Instructions to follow:
Print all of the material below line for line, without changing anything.

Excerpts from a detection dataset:

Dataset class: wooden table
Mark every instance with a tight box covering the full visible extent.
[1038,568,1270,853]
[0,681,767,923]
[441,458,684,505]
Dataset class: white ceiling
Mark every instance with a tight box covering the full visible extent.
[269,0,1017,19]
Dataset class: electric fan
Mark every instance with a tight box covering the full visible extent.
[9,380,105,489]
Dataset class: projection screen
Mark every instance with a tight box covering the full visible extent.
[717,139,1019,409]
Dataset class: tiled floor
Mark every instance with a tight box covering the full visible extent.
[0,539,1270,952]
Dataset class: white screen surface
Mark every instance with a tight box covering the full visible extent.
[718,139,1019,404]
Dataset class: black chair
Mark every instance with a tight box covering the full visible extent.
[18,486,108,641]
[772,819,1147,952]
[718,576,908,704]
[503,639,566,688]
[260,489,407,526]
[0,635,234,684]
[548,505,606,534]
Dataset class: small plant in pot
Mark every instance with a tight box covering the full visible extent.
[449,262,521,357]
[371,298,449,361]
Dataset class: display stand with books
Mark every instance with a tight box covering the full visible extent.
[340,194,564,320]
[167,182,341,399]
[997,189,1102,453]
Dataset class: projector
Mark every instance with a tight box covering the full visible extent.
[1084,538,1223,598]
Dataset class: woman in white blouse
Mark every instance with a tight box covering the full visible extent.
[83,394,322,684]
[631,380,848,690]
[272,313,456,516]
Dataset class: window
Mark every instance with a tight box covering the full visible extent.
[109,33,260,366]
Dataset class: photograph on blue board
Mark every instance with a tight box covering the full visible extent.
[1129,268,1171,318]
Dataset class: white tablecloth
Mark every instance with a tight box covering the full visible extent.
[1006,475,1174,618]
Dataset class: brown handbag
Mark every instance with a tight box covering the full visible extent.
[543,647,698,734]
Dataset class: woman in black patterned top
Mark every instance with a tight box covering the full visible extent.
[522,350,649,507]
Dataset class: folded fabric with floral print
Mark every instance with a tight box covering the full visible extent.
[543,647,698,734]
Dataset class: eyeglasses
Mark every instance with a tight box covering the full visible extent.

Expected answer:
Dataset class: wooden table
Mark every instance with a tight box covering the full visible extent.
[1038,568,1270,853]
[0,681,767,923]
[441,458,684,505]
Dataset class: white ceiling
Mark every instance with a tight box covering the full visible extent.
[269,0,1017,19]
Dataset class: electric fan
Mark every instance with a tight box covering the full visible extent.
[9,380,105,489]
Dataset class: projection screen
Mark every instance with a tight box covering the full visible extent.
[717,139,1019,409]
Dataset class: tiled floor
Mark every instance with a tight box covering the full visible extent.
[0,539,1270,952]
Dataset class: white screen surface
Mark every instance with a tight box covering the full visible extent.
[718,139,1019,404]
Dataset class: black chair
Mark every instance with a tight box covering the full visible extent.
[18,486,108,641]
[772,819,1147,952]
[718,576,908,704]
[503,639,566,688]
[260,489,407,526]
[0,635,234,684]
[548,505,606,534]
Dataset class: small plant in pot
Mark every instance with a tight box covering the full visible extent.
[449,262,521,357]
[371,298,449,361]
Dataset class: display stand with books
Mark every instance with a tight box covering the full visible extent.
[340,194,564,320]
[167,182,341,399]
[997,189,1102,453]
Dataset class: projector
Mark every instance with a tight box covering the full visible extent.
[1084,538,1223,598]
Dataset class: woman in white blouse
Mark every instance with a tight box covering the full visible extent.
[83,394,322,684]
[631,380,848,690]
[272,313,456,516]
Dataset class: window
Mark every instance with a tight box covering the full visible extent.
[109,33,260,366]
Dataset class: photograph on blue board
Mark every instance with a tight box covering the full visible extent.
[1129,268,1171,318]
Dataset class: white tablecloth
Mark every instance with a tight box covering the full visible extent.
[1006,475,1174,618]
Dataset class: brown handbag
Mark every instance with a tight box covering the full visible extent.
[543,647,698,734]
Dataset class: woman in black patterned top
Mark every instance with a tight box covering the full visible extent.
[522,350,649,507]
Dataset class: folded fabric with floral print
Mark every instance with a tight box covering the full visible extent.
[543,647,698,734]
Dataset class: eyeglasses
Mark every instance with a tight box covering the full visible extent.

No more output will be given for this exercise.